__Written problem 1__.
Please extract the passage below on the commercial power of Congress, reproducing the whole of it word for word.

The doctrine declared in these several decisions is in accordance with the more general doctrine now firmly established, that the commercial power of Congress is exclusive of State authority only when the subjects upon which it is exercised are national in their character, and admit and require uniformity of regulation affecting alike all the States. Upon such subjects only that authority can act which can speak for the whole country. Its non-action is therefore a declaration that they shall remain free from all regulation. Welton v. State of Missouri, 91 U. S. 275; Henderson v. Mayor of New York, 92 id. 259; County of Mobile v. Kimball, 102 id. 691.
On the other hand, where the subjects on which the power may be exercised are local in their nature or operation, or constitute mere aids to commerce, the authority of the State may be exerted for their regulation and management until Congress interferes and supersedes it. As said in the case last cited: "The uniformity of commercial regulations which the grant to Congress was designed to secure against conflicting State provisions, was necessarily intended only for cases where such uniformity is practicable. Where, from the nature of the subject or the sphere of its operation, the case is local and limited, special regulations, adapted to the immediate locality, could only have been contemplated. State action upon such subjects can constitute no interference with the commercial power of Congress, for when that acts the State authority is superseded. Inaction of Congress upon these subjects of a local nature or operation, unlike its inaction upon matters affecting all the States and requiring uniformity of regulation, is not to be taken as a declaration that nothing shall be done in respect to them, but is rather to be deemed a declaration that for the time being and until it sees fit to act they may be regulated by State authority."

__Written problem 2__.
Copy the lines of the records word for word. Begin at the line that contains "Step description: the user needs to interact with the grass", and stop after the last line of the records.

__Available data__.
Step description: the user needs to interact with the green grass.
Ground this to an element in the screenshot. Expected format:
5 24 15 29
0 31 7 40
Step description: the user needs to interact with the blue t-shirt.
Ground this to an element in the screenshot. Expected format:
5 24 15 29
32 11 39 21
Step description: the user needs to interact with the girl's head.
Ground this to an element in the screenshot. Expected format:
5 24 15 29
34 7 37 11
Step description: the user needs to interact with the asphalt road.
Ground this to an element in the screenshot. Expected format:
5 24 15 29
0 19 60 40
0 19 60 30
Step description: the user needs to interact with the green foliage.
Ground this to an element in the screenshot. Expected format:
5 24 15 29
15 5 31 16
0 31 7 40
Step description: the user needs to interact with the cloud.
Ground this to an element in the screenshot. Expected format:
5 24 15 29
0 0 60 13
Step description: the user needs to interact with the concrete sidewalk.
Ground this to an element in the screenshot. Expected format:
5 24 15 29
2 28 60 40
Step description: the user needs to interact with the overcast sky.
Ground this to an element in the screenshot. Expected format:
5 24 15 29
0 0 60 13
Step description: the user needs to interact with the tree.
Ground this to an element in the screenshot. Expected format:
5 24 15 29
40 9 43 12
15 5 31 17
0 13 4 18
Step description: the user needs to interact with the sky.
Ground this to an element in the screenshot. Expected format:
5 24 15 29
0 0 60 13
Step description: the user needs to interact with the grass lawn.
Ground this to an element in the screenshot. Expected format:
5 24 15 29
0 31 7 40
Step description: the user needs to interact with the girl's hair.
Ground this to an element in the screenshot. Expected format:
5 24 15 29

__Task response 1__.
The doctrine declared in these several decisions is in accordance with the more general doctrine now firmly established, that the commercial power of Congress is exclusive of State authority only when the subjects upon which it is exercised are national in their character, and admit and require uniformity of regulation affecting alike all the States. Upon such subjects only that authority can act which can speak for the whole country. Its non-action is therefore a declaration that they shall remain free from all regulation. Welton v. State of Missouri, 91 U. S. 275; Henderson v. Mayor of New York, 92 id. 259; County of Mobile v. Kimball, 102 id. 691.
On the other hand, where the subjects on which the power may be exercised are local in their nature or operation, or constitute mere aids to commerce, the authority of the State may be exerted for their regulation and management until Congress interferes and supersedes it. As said in the case last cited: "The uniformity of commercial regulations which the grant to Congress was designed to secure against conflicting State provisions, was necessarily intended only for cases where such uniformity is practicable. Where, from the nature of the subject or the sphere of its operation, the case is local and limited, special regulations, adapted to the immediate locality, could only have been contemplated. State action upon such subjects can constitute no interference with the commercial power of Congress, for when that acts the State authority is superseded. Inaction of Congress upon these subjects of a local nature or operation, unlike its inaction upon matters affecting all the States and requiring uniformity of regulation, is not to be taken as a declaration that nothing shall be done in respect to them, but is rather to be deemed a declaration that for the time being and until it sees fit to act they may be regulated by State authority."

__Task response 2__.
Step description: the user needs to interact with the grass lawn.
Ground this to an element in the screenshot. Expected format:
5 24 15 29
0 31 7 40
Step description: the user needs to interact with the girl's hair.
Ground this to an element in the screenshot. Expected format:
5 24 15 29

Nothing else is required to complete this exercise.